*Page:*
##########
# On the geometric structure of currents tangent to smooth distributions

**Authors:** Giovanni Alberti, Annalisa Massaccesi, Eugene Stepanov

arXiv: 1907.07456 · 2022-11-22

## TL;DR

This paper explores how integral and normal currents relate to smooth distributions, revealing that integral currents behave like smooth surfaces while normal currents exhibit more complex behaviors, especially regarding their boundaries.

## Contribution

It extends classical geometric results to currents, showing integral currents mirror smooth surfaces and analyzing the boundary properties of normal currents.

## Key findings

- Integral currents behave like smooth surfaces in relation to distributions.
- Normal currents have multifaceted behaviors, differing from smooth surfaces.
- Boundary properties of currents are crucial to understanding their geometric behavior.
##########
*Written request A:* What does the paper summary say integral currents behave like in relation to distributions?
##########
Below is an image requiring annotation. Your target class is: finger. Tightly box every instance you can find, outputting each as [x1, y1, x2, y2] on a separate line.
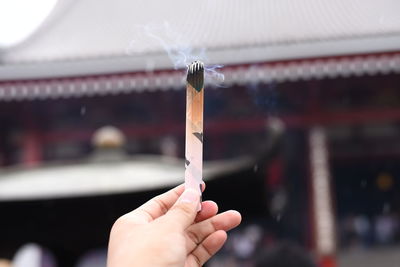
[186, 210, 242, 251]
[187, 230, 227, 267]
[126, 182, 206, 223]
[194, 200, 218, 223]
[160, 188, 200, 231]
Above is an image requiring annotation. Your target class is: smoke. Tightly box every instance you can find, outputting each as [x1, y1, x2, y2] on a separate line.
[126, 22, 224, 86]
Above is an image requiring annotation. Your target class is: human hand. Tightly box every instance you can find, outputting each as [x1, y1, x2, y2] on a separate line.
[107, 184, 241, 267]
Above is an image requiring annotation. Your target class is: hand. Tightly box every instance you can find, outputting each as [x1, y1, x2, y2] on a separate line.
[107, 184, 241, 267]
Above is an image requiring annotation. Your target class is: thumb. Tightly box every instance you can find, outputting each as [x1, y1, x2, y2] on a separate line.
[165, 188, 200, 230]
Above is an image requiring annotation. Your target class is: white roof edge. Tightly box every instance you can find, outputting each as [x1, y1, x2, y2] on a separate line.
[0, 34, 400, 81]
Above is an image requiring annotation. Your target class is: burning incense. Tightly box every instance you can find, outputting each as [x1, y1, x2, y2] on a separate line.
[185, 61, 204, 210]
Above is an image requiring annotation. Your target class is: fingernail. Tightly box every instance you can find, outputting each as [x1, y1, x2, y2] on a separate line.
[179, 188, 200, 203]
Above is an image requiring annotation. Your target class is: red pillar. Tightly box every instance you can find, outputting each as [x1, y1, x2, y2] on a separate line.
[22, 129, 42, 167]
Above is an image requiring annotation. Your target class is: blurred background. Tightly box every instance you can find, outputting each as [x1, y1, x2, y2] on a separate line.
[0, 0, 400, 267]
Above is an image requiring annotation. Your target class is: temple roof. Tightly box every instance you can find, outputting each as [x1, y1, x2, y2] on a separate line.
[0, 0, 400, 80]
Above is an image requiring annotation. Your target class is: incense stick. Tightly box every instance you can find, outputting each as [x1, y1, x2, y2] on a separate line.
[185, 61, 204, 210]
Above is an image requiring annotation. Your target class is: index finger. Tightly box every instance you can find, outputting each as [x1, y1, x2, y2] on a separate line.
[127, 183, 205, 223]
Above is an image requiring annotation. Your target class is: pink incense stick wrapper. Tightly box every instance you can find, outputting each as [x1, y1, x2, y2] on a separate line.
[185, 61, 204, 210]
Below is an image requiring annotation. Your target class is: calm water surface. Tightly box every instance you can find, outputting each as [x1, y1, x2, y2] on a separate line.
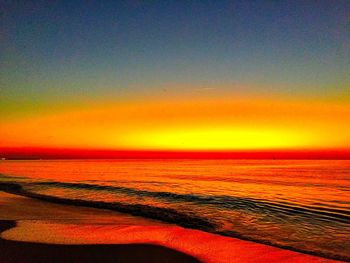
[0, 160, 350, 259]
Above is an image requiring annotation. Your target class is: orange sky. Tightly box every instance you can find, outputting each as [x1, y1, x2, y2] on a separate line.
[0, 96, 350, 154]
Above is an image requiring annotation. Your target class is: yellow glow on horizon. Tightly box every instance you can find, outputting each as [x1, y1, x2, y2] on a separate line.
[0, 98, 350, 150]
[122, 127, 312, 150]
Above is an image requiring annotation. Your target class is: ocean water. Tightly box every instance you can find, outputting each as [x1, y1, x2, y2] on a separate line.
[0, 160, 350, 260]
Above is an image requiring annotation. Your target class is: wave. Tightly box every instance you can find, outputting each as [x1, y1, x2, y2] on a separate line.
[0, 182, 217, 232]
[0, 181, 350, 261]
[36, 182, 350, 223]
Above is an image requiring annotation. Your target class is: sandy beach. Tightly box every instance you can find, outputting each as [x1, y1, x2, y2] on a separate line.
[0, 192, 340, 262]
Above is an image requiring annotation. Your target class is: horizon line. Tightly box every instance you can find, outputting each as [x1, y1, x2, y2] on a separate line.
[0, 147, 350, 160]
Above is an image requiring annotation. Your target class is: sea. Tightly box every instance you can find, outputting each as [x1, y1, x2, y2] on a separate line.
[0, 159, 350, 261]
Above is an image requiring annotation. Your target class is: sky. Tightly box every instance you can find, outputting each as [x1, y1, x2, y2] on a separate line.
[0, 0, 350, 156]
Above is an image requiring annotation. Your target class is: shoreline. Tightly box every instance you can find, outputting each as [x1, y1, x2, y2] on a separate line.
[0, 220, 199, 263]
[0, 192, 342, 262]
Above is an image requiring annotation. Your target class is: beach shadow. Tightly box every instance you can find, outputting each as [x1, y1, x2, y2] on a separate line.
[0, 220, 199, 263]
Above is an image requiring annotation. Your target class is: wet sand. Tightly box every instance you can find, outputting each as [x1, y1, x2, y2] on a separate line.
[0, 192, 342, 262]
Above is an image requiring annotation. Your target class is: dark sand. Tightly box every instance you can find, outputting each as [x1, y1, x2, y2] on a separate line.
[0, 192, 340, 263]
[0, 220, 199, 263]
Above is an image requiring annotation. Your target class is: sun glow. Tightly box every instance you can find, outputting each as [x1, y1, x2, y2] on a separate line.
##########
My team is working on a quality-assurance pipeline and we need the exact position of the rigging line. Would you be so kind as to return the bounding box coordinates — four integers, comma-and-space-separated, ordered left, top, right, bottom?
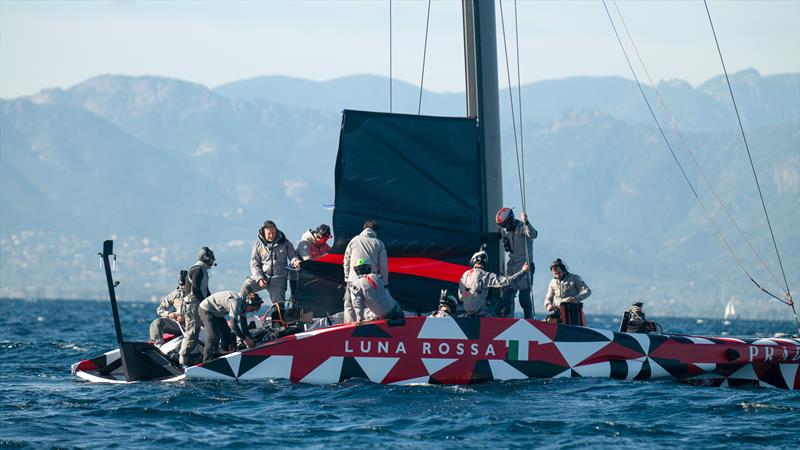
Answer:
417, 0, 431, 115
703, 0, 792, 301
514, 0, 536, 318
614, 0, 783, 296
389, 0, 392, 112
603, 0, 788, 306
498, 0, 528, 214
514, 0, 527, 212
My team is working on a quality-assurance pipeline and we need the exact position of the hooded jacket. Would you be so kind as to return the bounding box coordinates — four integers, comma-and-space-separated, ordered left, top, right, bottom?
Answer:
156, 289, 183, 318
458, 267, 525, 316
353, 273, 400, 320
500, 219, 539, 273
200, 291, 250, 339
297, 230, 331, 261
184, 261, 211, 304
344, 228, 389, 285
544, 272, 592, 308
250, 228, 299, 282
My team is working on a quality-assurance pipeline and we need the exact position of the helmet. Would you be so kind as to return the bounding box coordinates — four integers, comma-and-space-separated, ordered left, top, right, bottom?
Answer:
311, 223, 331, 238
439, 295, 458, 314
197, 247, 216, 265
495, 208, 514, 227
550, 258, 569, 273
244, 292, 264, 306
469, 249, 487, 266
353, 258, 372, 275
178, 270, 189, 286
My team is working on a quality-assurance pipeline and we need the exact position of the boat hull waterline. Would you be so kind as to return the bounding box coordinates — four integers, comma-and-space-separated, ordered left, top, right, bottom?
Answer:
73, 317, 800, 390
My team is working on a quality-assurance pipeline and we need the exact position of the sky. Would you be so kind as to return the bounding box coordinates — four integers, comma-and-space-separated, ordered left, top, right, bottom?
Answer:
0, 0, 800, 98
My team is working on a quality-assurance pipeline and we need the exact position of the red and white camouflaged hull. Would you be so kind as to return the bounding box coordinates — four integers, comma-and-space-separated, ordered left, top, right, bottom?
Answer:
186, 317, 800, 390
##########
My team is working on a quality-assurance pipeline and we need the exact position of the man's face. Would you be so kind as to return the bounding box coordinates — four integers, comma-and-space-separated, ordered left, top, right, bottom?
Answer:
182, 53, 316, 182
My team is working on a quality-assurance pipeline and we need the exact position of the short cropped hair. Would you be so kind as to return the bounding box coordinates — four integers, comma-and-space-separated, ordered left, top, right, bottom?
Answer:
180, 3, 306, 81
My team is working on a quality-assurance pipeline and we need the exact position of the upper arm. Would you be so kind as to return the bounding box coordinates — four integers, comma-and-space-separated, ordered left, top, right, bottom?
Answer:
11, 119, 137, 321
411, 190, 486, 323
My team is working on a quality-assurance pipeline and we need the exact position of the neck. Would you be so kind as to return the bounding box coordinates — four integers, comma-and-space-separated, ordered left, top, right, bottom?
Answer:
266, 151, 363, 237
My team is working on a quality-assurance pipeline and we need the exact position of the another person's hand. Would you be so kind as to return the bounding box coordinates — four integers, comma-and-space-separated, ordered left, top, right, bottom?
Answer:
##########
*Written request B:* Edit the listing, starting with the line with "class is: thumb." and going on through the line with "[0, 34, 400, 81]": swap "white roof edge" for "gray roof edge", keep everything else unchanged, and return only those lines.

*Exercise result A:* Smooth surfaces.

*Exercise result B:*
Above is an image requiring annotation. Your target class is: thumb. Tightly box every instance you can find, outputting each as [x1, y1, x2, y2] on a separate line.
[165, 188, 200, 230]
Above is an image requiring annotation. Your target class is: gray roof edge. Tightly box every instance you can find, outputting each as [x1, y1, x2, y2] on a separate line.
[0, 34, 400, 81]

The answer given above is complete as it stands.